(Goal): Beginning with the line where "Task: a point for each instance of the tourist" appears, repeat every remaining line of the entries exactly, the last line included.
# Start of Given entries
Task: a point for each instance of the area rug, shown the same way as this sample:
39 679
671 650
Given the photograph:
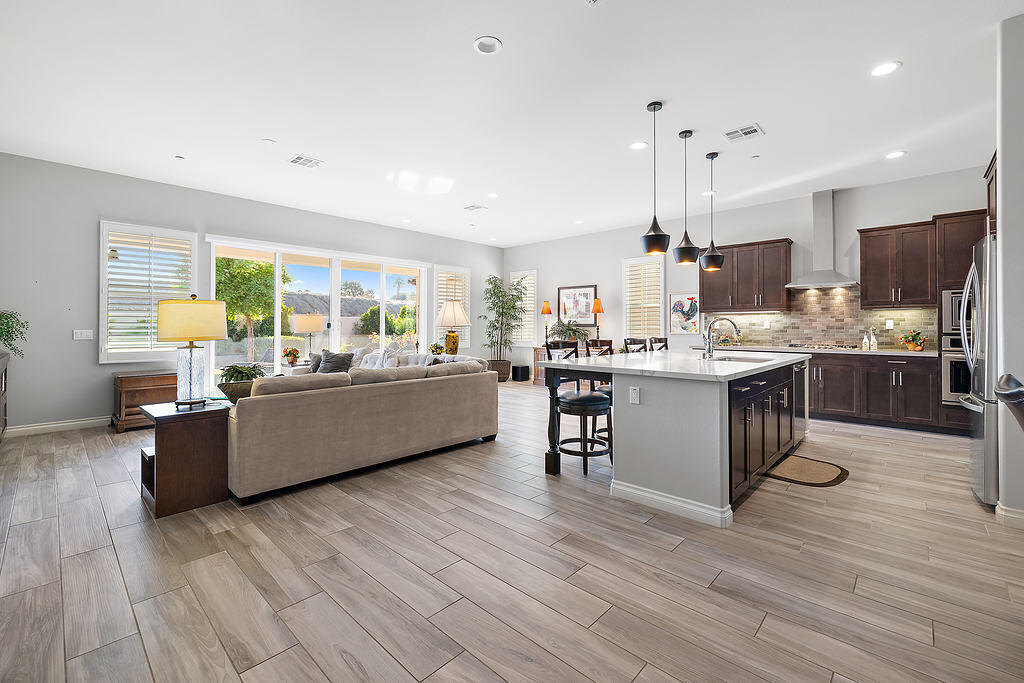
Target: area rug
797 469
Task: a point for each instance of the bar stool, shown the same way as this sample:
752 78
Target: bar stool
584 404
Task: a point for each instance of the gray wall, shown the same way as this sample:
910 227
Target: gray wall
49 247
1010 112
597 258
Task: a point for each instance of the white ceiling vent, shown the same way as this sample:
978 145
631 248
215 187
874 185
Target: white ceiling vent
307 162
743 132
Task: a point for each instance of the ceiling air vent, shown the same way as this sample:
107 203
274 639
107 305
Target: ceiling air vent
307 162
743 132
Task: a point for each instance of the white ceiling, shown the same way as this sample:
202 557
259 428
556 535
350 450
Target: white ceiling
380 87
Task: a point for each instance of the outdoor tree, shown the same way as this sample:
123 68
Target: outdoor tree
353 288
247 290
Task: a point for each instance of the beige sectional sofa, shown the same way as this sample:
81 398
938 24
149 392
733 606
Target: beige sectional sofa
296 429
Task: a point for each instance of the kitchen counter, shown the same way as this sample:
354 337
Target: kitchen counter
681 365
927 353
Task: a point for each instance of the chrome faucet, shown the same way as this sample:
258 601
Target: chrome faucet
709 338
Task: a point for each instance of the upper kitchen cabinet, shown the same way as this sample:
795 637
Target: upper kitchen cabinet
955 235
897 266
753 279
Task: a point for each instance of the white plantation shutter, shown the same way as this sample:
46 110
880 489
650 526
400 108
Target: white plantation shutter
526 333
643 286
140 266
453 283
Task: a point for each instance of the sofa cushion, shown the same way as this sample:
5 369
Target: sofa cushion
268 385
457 368
335 363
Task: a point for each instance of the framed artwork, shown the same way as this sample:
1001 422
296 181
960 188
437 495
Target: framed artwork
684 313
577 303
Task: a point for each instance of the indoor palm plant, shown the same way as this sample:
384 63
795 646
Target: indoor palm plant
505 303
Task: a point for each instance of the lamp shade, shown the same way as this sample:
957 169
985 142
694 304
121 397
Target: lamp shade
190 319
305 324
453 314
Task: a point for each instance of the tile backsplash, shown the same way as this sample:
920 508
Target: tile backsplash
834 316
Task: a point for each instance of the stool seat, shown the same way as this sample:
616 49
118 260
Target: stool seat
588 398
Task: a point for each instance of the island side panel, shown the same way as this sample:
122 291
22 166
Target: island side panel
672 450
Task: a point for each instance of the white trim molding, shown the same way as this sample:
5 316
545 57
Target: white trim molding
58 426
1012 517
701 512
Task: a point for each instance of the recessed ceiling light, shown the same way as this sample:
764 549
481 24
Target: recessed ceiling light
886 68
487 45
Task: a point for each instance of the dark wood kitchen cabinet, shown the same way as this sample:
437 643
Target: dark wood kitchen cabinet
898 265
754 278
955 235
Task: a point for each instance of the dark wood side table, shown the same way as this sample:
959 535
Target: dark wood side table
187 467
134 389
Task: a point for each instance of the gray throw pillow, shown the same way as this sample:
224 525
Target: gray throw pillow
335 363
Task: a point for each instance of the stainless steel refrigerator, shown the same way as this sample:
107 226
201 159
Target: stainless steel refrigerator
979 335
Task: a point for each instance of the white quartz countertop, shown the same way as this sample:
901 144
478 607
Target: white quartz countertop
803 349
679 365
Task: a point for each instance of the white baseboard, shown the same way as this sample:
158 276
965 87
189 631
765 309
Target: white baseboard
701 512
1010 516
59 426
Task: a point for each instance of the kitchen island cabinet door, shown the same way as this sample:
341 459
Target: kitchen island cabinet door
878 269
919 393
915 266
878 383
716 288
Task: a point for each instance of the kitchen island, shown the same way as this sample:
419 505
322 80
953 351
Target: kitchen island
689 443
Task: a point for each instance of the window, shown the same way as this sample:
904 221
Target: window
643 285
453 283
526 334
140 266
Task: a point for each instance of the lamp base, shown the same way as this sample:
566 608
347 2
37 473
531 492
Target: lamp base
452 342
192 377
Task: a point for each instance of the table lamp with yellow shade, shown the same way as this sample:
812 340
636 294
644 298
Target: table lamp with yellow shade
598 309
192 321
307 324
452 315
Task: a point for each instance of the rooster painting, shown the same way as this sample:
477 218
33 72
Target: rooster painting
683 313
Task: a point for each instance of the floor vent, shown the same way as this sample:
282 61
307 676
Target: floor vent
307 162
743 132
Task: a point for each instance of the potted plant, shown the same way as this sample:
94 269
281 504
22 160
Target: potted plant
237 381
505 304
12 330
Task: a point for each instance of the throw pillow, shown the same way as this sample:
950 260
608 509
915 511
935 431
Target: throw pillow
335 363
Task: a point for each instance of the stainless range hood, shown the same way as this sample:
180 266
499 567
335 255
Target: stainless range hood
823 273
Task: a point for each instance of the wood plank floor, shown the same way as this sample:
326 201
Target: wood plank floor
471 564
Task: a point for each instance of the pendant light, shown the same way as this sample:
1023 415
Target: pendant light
654 241
687 252
713 258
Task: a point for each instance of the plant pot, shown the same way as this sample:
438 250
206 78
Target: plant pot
236 390
503 368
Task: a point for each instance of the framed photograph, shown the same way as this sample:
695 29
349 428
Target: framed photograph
577 303
684 313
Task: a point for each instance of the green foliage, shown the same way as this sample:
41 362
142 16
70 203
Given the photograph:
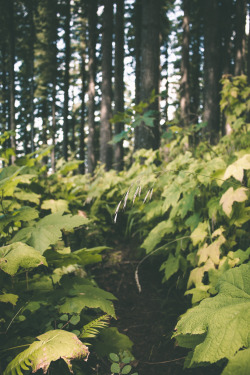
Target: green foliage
220 324
235 101
44 284
50 346
121 364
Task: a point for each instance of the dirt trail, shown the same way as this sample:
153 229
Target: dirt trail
147 318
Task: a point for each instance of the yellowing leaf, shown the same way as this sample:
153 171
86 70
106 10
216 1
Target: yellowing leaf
17 255
50 346
199 234
231 196
236 169
55 205
8 297
212 251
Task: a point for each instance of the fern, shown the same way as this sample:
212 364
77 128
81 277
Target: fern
50 346
92 329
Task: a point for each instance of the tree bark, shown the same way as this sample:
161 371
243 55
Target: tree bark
106 113
92 26
184 87
119 83
12 77
240 37
146 137
211 113
138 21
66 82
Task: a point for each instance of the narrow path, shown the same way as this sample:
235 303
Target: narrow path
147 318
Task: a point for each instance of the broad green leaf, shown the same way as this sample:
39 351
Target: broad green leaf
115 368
28 196
170 266
88 296
110 340
126 369
55 205
19 255
211 251
9 298
50 346
47 231
200 233
225 318
239 364
157 233
114 357
231 196
236 169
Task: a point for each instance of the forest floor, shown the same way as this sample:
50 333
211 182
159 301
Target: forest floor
148 317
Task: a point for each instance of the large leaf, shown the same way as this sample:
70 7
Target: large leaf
236 169
48 230
17 255
50 346
157 233
88 296
224 320
231 196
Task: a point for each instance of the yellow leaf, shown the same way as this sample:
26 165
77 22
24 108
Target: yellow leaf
231 196
236 169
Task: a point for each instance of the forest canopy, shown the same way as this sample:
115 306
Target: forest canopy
69 67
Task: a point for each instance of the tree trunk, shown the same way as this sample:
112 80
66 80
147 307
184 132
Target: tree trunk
119 83
184 87
92 27
146 137
240 37
66 82
211 68
12 77
106 113
138 21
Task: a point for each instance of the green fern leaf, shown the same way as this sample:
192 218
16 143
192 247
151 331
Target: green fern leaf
50 346
92 329
222 321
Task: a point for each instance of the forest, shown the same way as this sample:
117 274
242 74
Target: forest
125 187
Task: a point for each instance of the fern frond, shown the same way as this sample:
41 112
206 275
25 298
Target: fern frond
50 346
92 329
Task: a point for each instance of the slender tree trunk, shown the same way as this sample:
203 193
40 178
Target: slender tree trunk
211 67
138 21
54 82
146 137
66 82
240 37
184 87
12 76
92 26
119 83
82 132
106 113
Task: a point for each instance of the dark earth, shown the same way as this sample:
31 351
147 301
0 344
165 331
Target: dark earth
147 318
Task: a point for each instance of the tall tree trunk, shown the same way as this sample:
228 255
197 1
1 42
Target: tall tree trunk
92 26
12 76
119 83
146 137
240 37
66 82
82 132
106 112
184 87
54 82
211 68
138 21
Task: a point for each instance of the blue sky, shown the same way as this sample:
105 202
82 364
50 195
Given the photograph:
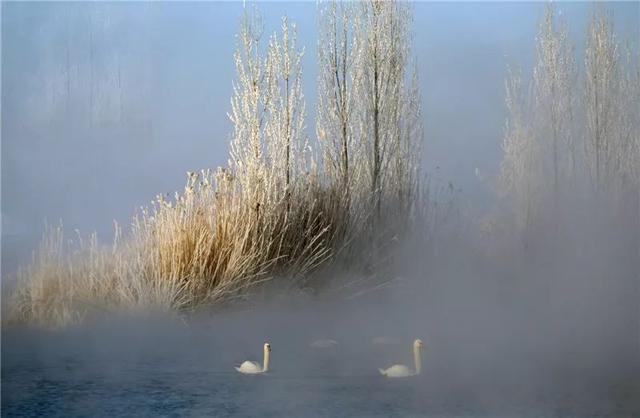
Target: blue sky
104 105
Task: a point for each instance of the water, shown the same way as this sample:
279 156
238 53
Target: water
164 370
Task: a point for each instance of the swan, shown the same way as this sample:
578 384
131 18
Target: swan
253 367
400 370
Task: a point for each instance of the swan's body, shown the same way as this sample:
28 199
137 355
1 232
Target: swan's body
253 367
323 344
400 370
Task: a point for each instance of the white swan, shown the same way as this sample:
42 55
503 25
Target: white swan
400 370
253 367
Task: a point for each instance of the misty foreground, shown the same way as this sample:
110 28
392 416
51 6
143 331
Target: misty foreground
487 354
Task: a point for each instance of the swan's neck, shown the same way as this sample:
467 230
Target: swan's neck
417 358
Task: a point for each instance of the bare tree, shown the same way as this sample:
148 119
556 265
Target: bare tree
518 168
284 132
336 80
248 104
382 42
553 84
601 92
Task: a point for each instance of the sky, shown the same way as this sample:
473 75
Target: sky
105 105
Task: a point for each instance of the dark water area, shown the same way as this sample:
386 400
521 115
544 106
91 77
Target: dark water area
160 367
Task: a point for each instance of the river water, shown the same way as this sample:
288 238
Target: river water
156 370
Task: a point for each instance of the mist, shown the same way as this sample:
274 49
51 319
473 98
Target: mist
106 105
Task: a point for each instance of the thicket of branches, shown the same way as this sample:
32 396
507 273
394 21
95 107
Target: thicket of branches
279 209
570 155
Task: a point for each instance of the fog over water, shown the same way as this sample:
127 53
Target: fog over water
105 105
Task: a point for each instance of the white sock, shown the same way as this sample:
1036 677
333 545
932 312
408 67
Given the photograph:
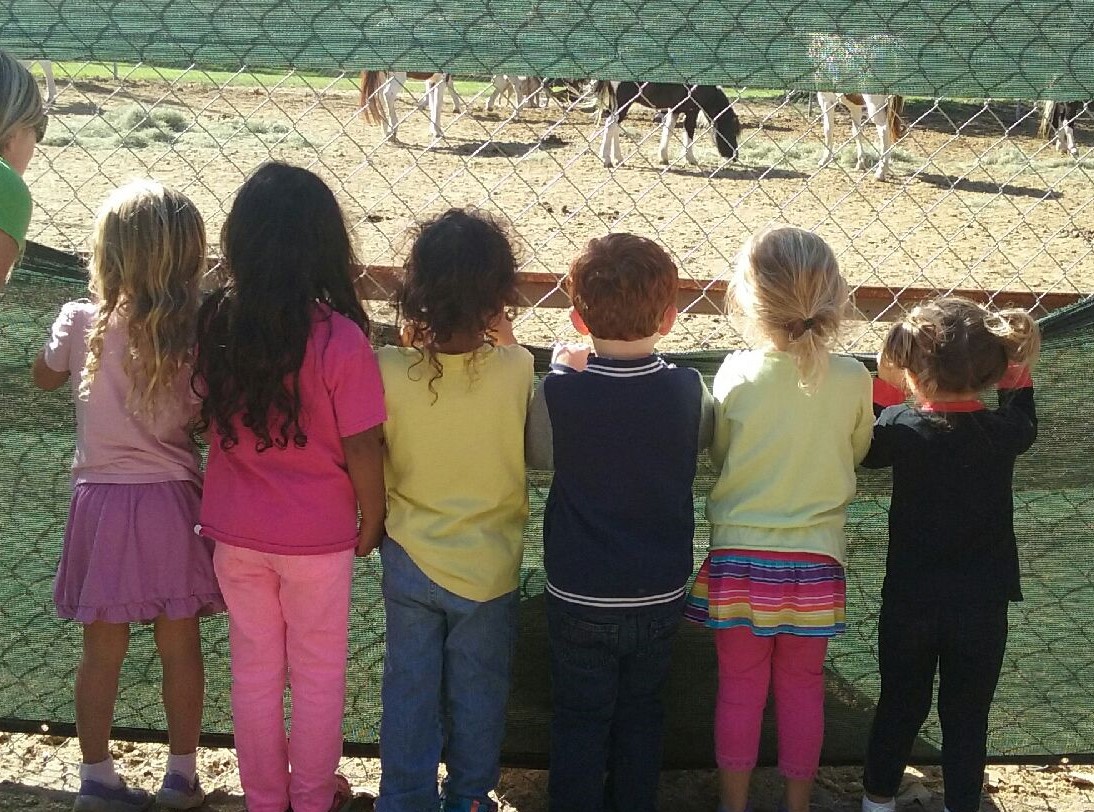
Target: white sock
869 805
185 765
102 772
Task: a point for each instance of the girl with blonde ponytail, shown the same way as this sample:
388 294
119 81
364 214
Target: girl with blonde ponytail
952 567
792 421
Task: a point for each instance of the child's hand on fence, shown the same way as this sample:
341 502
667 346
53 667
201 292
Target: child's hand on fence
574 356
501 331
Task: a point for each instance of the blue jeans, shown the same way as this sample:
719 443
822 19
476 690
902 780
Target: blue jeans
446 669
608 670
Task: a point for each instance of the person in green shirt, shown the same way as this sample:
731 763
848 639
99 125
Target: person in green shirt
22 125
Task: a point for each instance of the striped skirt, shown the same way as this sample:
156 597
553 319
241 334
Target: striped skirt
770 593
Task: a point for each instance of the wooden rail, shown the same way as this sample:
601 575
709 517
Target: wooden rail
706 297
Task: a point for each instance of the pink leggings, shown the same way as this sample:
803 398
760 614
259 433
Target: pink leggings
745 665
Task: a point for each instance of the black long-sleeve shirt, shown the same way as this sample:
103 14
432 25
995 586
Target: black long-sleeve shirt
951 518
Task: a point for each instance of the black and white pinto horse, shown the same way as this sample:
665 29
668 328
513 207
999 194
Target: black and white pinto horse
883 112
1058 124
675 100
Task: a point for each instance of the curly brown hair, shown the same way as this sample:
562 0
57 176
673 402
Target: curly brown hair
621 286
460 275
953 345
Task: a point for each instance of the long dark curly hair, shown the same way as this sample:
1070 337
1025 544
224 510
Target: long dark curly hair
460 275
284 251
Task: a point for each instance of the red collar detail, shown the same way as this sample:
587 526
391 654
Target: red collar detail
953 406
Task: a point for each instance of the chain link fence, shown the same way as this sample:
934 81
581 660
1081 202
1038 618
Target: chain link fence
976 198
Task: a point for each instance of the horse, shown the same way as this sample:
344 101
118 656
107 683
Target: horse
1058 124
884 112
380 90
674 100
523 90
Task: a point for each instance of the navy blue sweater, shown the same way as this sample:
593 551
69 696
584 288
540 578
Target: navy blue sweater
623 438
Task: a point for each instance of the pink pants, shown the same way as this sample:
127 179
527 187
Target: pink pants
745 667
287 616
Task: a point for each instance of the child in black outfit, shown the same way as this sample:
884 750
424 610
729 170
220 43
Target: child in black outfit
953 564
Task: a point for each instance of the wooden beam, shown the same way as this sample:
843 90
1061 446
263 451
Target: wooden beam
706 297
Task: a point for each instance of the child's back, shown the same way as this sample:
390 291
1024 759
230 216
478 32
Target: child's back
456 497
786 455
623 436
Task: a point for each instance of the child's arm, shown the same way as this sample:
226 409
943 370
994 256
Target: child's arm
883 437
44 377
707 417
364 461
1016 405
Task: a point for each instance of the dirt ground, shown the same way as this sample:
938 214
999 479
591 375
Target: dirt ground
38 773
976 199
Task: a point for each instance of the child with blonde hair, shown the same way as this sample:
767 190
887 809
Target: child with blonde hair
953 564
130 553
456 399
792 421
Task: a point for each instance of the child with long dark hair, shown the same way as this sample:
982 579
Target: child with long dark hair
130 553
953 563
454 467
293 404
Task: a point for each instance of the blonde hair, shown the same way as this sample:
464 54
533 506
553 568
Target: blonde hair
20 99
953 345
148 253
789 287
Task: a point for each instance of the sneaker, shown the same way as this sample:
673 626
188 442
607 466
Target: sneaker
177 792
95 797
342 793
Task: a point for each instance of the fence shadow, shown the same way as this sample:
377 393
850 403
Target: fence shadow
987 187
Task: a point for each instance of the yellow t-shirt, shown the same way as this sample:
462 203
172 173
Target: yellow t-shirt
454 464
787 457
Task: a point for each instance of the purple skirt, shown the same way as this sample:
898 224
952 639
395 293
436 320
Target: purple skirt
131 555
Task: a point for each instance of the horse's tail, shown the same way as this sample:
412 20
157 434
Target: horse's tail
895 116
371 82
1045 129
716 105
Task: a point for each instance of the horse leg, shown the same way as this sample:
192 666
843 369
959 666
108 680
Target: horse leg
690 120
391 91
667 125
827 103
879 114
457 102
47 70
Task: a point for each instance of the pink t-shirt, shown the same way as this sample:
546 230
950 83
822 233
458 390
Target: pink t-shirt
113 444
293 500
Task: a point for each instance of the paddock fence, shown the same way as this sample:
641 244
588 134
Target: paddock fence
199 93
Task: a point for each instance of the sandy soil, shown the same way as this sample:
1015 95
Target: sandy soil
975 200
38 773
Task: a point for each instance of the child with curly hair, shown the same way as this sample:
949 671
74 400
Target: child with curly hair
456 398
952 567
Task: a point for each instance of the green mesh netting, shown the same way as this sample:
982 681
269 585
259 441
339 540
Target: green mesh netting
1044 705
1027 49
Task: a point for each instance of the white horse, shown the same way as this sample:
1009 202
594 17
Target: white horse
380 90
1058 123
47 70
884 113
523 90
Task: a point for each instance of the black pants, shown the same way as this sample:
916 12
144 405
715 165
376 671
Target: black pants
965 644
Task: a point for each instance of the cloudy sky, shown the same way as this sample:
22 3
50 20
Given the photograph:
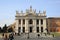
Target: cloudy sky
8 8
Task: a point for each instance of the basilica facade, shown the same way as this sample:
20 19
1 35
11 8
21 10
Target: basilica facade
30 21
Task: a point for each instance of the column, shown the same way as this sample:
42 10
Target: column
39 25
44 25
26 26
21 26
34 23
16 28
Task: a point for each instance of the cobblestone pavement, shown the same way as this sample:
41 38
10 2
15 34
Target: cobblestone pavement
42 38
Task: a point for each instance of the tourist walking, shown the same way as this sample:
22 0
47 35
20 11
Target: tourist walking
11 37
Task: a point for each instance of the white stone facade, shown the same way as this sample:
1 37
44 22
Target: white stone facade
31 15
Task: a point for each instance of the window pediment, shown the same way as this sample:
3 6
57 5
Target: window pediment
30 14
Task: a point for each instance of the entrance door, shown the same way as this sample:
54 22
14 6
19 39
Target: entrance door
23 29
41 29
30 29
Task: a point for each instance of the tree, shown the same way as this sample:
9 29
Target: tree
5 28
10 29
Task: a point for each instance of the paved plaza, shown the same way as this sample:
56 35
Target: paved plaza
47 38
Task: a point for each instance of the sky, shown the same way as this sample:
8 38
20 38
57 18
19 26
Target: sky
8 8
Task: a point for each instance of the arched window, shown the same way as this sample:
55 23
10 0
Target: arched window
30 21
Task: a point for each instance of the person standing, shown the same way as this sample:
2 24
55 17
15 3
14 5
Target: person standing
11 37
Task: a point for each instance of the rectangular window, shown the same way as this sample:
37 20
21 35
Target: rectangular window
# End of Given entries
(Right answer):
Task: a point for each instance of the tourist walking, shown the same way as this sample:
22 0
47 35
20 11
Target: tourist walking
11 37
Task: a point for each instance of the white stone facade, shown the same way as this sample:
1 37
44 22
Target: white stone facade
31 15
Task: a point for each instance of the window pediment, shown the same way as this sample:
3 6
57 5
Target: window pediment
30 14
Task: a point for each instance of the entrance door, shown the same way as this sample:
54 22
14 6
19 39
Target: entrance door
23 29
41 29
30 29
Task: a point for each instance of the tree, shown the same way as this sample:
9 29
Target: tree
5 28
10 29
Task: a point for each instance of the paved plaza, shown the same way as this sample:
56 35
Target: paved plaza
47 38
Task: a point for each instance of the sky, shown the same way as this sample:
8 38
20 38
57 18
19 26
Target: sky
8 8
Task: a point for each instance of the arched window, shown the same way as this sample:
55 23
10 0
Target: arched window
30 21
Task: a point for each instance of the person standing, shown the same way as this sample:
2 24
55 17
15 3
14 5
Target: person standing
11 37
Task: a point for each instance of the rectangular window, shown the same way as this sample:
37 20
21 35
Target: rectangular window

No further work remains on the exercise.